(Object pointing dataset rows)
◆ ◆ ◆

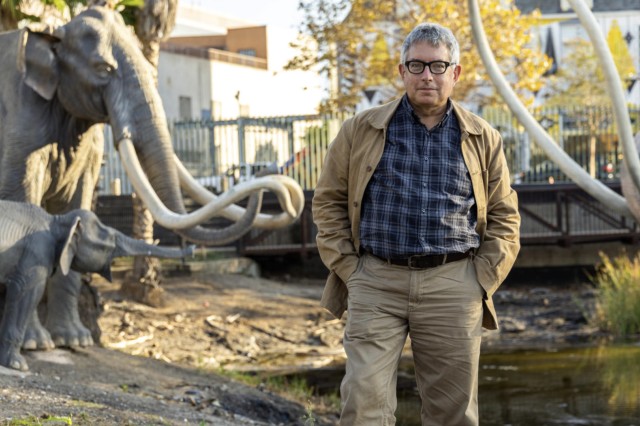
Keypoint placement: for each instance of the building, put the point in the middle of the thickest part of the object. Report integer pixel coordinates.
(216, 67)
(560, 26)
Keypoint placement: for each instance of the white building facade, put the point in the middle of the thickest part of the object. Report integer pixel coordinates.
(232, 68)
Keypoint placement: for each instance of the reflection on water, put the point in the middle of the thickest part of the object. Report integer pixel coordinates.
(592, 386)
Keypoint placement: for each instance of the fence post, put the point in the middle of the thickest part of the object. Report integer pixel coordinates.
(211, 126)
(241, 142)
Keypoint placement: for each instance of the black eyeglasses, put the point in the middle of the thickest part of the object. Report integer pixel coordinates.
(417, 66)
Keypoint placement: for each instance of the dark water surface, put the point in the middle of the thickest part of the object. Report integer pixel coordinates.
(586, 386)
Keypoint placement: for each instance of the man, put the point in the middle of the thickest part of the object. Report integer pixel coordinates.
(418, 225)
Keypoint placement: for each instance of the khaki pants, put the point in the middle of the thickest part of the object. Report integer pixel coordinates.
(441, 310)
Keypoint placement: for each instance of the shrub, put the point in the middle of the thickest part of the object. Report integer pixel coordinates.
(618, 295)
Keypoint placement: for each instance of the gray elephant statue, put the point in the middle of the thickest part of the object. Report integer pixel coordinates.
(35, 244)
(57, 90)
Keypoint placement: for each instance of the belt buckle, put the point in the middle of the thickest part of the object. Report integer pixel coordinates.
(410, 260)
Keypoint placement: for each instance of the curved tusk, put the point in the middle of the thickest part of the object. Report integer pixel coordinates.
(172, 220)
(290, 197)
(614, 87)
(594, 187)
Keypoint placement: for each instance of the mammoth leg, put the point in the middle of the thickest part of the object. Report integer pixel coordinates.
(63, 319)
(22, 297)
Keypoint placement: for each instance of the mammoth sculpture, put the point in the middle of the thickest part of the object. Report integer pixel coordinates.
(56, 90)
(629, 203)
(34, 243)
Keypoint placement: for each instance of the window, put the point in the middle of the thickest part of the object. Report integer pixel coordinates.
(566, 6)
(184, 103)
(247, 52)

◆ ◆ ◆

Reproduce every line of the data above without any changes, leaving out the pictures.

§ **ANSWER TO THIS EXERCISE**
Keypoint placement: for each instance of the building, put the point in the middle of the thickest part of the object. Report integer pixel coordinates.
(216, 67)
(560, 26)
Keypoint placement: for each instance of the white building facade, put the point in the middle of the thickest part of the object. Report integer pixel coordinates.
(232, 68)
Keypoint placement: for each instance of the reflection on water, put the point in the middle of the thickest part of the object. Report integer pixel coordinates.
(592, 386)
Keypoint placement: for each instance of the fence post, put the point in the middle of the thickest part of the object. Report integer pixel coordinates.
(211, 126)
(241, 142)
Keypoint placement: for each instance of the black eyeglasses, put the point in the middle of the thickest part of the object. Report integer pixel coordinates.
(417, 66)
Keypoint placement: for each instance of the dark water surface, put the point in the middle of the thickest part of the object. Report integer pixel coordinates.
(586, 386)
Keypoint placement: for each instance of the man, put the point in the middle of the thickest part of the object. Report integer pixel coordinates.
(418, 225)
Keypoint placement: for each instance of the khaki pants, put the point in the middle of the thickest part of the object. Report integer pixel coordinates.
(441, 310)
Keypoint placement: for each instance of the shrub, put the point in the middle of the thickest part of the object. Report integer pixel coordinates.
(618, 295)
Keypoint placement: for each instance of the gray elephant statue, put the point in the middle of the thickest part of the object. Report integer pixel coordinates.
(35, 244)
(57, 90)
Keypoint placement: for each instance of the belt buckle, put the point in the middle of the thickest part of the object. Report integer pixel coordinates.
(410, 260)
Keypoint placement: for each instance of the curved tusk, put the point in the middle of the thickest part of the object. Report integer pixel coordinates.
(172, 220)
(290, 197)
(614, 87)
(594, 187)
Keypoint placement: for each instance of the mammoth leg, put the point in the middle of the thickest part of the object. Report integer pixel coordinates.
(63, 319)
(22, 297)
Keypoint placement: for each instance of the mammoth sculpture, put the point in the middle of the thickest part of the object. Report integer pixel coordinates.
(56, 90)
(629, 203)
(34, 243)
Keypoint placement: for each instance of the window, put the point in the middle of the thickest part of the object. Report integer pixel coordinates.
(566, 6)
(184, 103)
(247, 52)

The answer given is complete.